━━━ SUPPLIED ENTRIES ━━━

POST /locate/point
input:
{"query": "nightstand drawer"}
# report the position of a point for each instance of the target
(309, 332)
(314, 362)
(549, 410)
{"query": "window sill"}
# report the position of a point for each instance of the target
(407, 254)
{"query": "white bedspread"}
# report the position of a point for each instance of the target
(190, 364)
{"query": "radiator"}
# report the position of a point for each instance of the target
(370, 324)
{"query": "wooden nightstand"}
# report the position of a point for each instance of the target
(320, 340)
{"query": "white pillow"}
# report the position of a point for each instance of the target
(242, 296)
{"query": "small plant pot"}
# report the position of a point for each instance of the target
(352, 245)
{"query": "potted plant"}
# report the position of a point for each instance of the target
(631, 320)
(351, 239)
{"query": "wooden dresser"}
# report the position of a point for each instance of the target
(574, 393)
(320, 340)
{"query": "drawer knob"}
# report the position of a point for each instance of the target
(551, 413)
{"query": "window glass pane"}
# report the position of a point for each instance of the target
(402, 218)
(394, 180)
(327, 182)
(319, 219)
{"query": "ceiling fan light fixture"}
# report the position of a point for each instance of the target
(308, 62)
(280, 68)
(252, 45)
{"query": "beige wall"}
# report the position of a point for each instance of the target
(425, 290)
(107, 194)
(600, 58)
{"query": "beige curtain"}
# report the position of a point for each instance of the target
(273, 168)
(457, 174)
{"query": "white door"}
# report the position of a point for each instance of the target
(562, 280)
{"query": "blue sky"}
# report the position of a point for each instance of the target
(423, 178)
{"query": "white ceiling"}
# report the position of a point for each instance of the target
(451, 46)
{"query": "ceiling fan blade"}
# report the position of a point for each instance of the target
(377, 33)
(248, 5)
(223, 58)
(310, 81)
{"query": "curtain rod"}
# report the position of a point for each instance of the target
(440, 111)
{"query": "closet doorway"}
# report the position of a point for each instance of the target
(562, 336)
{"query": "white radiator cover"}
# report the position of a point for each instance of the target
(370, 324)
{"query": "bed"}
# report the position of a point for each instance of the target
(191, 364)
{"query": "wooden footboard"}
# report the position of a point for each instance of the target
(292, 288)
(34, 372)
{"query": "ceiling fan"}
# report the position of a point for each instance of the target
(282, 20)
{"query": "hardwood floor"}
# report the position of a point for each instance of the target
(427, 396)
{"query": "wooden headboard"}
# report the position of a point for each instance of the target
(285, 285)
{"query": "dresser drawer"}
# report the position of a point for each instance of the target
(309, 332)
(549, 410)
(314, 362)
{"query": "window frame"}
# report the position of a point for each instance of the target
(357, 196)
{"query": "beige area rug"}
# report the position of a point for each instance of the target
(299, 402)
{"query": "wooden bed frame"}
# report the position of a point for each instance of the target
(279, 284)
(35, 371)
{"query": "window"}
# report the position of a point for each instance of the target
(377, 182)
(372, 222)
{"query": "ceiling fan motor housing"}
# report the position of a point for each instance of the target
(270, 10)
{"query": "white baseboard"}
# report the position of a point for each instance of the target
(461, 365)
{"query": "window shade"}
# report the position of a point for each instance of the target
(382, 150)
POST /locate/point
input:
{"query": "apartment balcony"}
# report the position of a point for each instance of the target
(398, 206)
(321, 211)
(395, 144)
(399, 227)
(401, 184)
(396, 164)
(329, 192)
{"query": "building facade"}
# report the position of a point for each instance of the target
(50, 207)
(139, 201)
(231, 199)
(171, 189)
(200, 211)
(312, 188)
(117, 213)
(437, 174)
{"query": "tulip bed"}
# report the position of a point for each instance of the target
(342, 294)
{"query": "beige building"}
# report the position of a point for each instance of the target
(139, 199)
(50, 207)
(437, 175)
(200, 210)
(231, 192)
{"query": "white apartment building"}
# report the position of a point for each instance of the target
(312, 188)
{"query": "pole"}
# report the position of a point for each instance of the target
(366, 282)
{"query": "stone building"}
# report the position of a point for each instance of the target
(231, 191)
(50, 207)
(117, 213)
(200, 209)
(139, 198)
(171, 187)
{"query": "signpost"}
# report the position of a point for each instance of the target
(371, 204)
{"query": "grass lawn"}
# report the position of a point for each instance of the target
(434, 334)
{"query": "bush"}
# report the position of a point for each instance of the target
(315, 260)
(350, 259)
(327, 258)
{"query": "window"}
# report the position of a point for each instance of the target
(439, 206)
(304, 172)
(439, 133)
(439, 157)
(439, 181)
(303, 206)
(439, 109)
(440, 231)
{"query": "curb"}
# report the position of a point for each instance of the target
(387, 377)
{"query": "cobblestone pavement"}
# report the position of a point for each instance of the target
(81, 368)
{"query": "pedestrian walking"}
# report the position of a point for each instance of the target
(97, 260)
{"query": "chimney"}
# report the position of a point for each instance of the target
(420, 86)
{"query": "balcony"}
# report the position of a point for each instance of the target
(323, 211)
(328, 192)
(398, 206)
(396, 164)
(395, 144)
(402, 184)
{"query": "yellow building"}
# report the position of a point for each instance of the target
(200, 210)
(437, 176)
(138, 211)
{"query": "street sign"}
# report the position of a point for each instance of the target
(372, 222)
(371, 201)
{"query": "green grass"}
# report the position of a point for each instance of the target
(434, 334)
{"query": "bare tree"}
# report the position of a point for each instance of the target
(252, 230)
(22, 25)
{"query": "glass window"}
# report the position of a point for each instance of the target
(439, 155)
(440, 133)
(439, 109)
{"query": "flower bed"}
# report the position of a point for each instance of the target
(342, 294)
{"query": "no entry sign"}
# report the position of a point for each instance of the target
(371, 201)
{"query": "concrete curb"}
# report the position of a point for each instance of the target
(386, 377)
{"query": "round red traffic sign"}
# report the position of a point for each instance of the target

━━━

** INSTRUCTIONS TO FOLLOW **
Print the entries exactly.

** ANSWER **
POST /locate/point
input:
{"query": "nightstand drawer"}
# report the position of a point for each instance of the target
(309, 332)
(314, 362)
(549, 410)
{"query": "window sill"}
# report the position of a point for each instance of the target
(407, 254)
{"query": "white bedspread"}
# report the position of a point for each instance of the target
(190, 364)
{"query": "radiator"}
# report the position of a point for each instance of the target
(370, 324)
{"query": "wooden nightstand"}
# report the position of a point for each instance of the target
(320, 340)
{"query": "white pillow"}
# report the position of a point for each instance of the target
(242, 296)
{"query": "small plant pot"}
# report the position of a point for each instance of the target
(352, 245)
{"query": "potted plant"}
# report the position of a point for each instance of the target
(631, 320)
(351, 239)
{"query": "wooden dresser"}
# report the position of a point for each instance of the target
(574, 393)
(320, 340)
{"query": "drawer knob"}
# report the position of a point for each instance of the target
(551, 413)
{"query": "window glass pane"}
# report the position of a point for each instance of the target
(402, 218)
(394, 180)
(327, 182)
(319, 219)
{"query": "ceiling fan light fixture"}
# report the position of a point for each instance of the target
(308, 62)
(280, 68)
(252, 45)
{"query": "beige wall"}
# report the position of a point for each instance of the target
(425, 290)
(107, 194)
(600, 58)
{"query": "beige curtain"}
# report the position of a point for each instance of the target
(273, 168)
(457, 174)
{"query": "white door"}
# report the position of a point for each instance of the target
(562, 280)
{"query": "blue sky"}
# report the position of a point for each instance of the target
(423, 178)
{"query": "white ceiling"}
# report the position of a point for each instance of the target
(451, 46)
{"query": "ceiling fan blade"}
# report the position of a point for each instance of the target
(377, 33)
(248, 5)
(223, 58)
(310, 81)
{"query": "curtain rod"}
# report the position of a point for each instance of the target
(440, 111)
{"query": "closet doorway"}
# report the position of a point for each instance of the target
(562, 336)
{"query": "white radiator cover"}
# report the position of a point for each instance of the target
(370, 324)
{"query": "bed"}
# report the position of a point for each instance of the target
(191, 364)
{"query": "wooden footboard"}
# report the position of a point for each instance of the target
(292, 288)
(34, 372)
{"query": "ceiling fan"}
# report the position of a point for each instance of the target
(282, 20)
{"query": "hardwood floor"}
# report the position of a point for each instance of the target
(427, 396)
{"query": "wooden headboard"}
# report the position of a point for each instance of the target
(285, 285)
{"query": "dresser drawer"}
# report the position of a point for each instance of the target
(309, 332)
(549, 410)
(314, 362)
{"query": "window frame"}
# report the position of a point for each instance of the target
(357, 196)
{"query": "beige area rug"}
# report the position of a point for each instance of the target
(299, 402)
{"query": "wooden bed frame"}
# report the position of a point for each instance of the target
(279, 284)
(35, 371)
{"query": "window"}
# report the position of a point for each instance of the target
(377, 182)
(372, 222)
{"query": "ceiling fan motor housing"}
# report the position of a point for each instance of the target
(270, 10)
{"query": "white baseboard"}
# report the position of a point for each instance of the target
(461, 365)
{"query": "window shade"}
# report the position of a point for each instance of the target
(382, 150)
POST /locate/point
input:
{"query": "apartment balcony"}
# report the position of a point for each instance of the target
(398, 206)
(321, 211)
(395, 144)
(399, 227)
(401, 184)
(396, 164)
(329, 192)
{"query": "building facade"}
# report the position of a point for each instance of the target
(50, 207)
(139, 201)
(231, 199)
(171, 189)
(200, 211)
(312, 188)
(117, 213)
(437, 174)
{"query": "tulip bed"}
# report the position of a point for each instance of the target
(342, 294)
{"query": "beige building"}
# report the position of a point for each instance of the target
(139, 199)
(50, 207)
(437, 175)
(200, 210)
(231, 192)
{"query": "white apartment building"}
# report the position of a point for each instance of the target
(312, 188)
{"query": "pole"}
# report the position of a point for each instance of the target
(366, 282)
{"query": "stone building"}
# report the position of a point for each instance of the target
(231, 191)
(50, 207)
(117, 213)
(200, 209)
(139, 198)
(171, 187)
{"query": "signpost"}
# report the position of a point for each instance of the target
(371, 204)
{"query": "grass lawn"}
# report the position of a point for each instance of the target
(434, 334)
{"query": "bush"}
# report the position of a point for each instance of the target
(315, 260)
(350, 259)
(327, 258)
{"query": "window"}
# report the position of a point for each instance of the target
(439, 206)
(304, 172)
(439, 133)
(439, 157)
(439, 181)
(303, 206)
(439, 109)
(440, 231)
{"query": "curb"}
# report the position of a point for each instance of the target
(387, 377)
{"query": "cobblestone pavement"}
# report the position of a point for each instance of the target
(81, 368)
{"query": "pedestrian walking"}
# report the position of a point for each instance of the target
(97, 260)
{"query": "chimney"}
# report the position of a point for each instance of the target
(420, 86)
{"query": "balcony"}
# report the position of a point for each instance of the target
(323, 211)
(328, 192)
(398, 206)
(396, 164)
(395, 144)
(402, 184)
{"query": "yellow building"}
# report the position of a point for each instance of the target
(200, 210)
(437, 176)
(138, 211)
{"query": "street sign"}
# report the position of a point for each instance of the target
(372, 222)
(371, 201)
{"query": "green grass"}
# report the position of a point for each instance of the target
(434, 334)
{"query": "bare tree"}
# report the position of a point for each instance of the target
(252, 230)
(22, 25)
{"query": "glass window"}
# report the position of a point for each instance of the target
(439, 155)
(440, 133)
(439, 109)
{"query": "flower bed"}
# report the position of a point for each instance of the target
(342, 294)
{"query": "no entry sign"}
# report the position of a point for each instance of the target
(371, 201)
{"query": "concrete curb"}
# report the position of a point for each instance of the target
(386, 377)
{"query": "round red traffic sign"}
# report the position of a point for each instance of the target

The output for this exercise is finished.